▶ WORK INSTRUCTION:
Scan the material below for "instance", then return each line that contains it.
---+---
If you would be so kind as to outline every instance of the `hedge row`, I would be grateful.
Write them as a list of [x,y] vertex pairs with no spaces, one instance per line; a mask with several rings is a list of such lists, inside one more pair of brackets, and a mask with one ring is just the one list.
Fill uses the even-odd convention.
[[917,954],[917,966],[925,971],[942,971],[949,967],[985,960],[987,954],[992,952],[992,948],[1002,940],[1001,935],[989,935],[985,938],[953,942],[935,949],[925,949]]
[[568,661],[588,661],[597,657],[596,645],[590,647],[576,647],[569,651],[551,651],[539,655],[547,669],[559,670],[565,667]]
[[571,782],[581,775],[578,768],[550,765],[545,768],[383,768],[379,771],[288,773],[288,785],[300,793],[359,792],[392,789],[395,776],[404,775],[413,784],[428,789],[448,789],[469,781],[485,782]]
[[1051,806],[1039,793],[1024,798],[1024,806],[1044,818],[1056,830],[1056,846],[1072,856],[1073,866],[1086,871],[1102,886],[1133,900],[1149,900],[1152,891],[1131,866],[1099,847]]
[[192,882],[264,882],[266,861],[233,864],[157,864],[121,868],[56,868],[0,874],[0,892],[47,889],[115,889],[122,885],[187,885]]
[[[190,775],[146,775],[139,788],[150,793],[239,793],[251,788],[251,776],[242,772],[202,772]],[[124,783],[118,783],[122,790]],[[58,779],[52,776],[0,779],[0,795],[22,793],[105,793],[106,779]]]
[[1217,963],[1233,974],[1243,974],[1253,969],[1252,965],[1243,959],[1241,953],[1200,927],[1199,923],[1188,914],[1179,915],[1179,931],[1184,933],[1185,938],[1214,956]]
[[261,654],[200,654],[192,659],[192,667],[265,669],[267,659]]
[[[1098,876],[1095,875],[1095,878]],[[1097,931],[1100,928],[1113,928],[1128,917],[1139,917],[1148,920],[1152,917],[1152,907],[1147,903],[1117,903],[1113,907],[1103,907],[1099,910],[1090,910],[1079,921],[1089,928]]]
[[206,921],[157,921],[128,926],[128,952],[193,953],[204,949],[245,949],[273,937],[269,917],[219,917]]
---+---
▶ SOLVED PROBLEM:
If you would be so kind as to outline every instance of the `hedge row`, I would be grateful.
Write them as a list of [x,y] vertex pairs with no spaces, one instance per line; a mask with several rings is a list of such lists, inside one more pair of brackets, and a mask with one ring is just the one list.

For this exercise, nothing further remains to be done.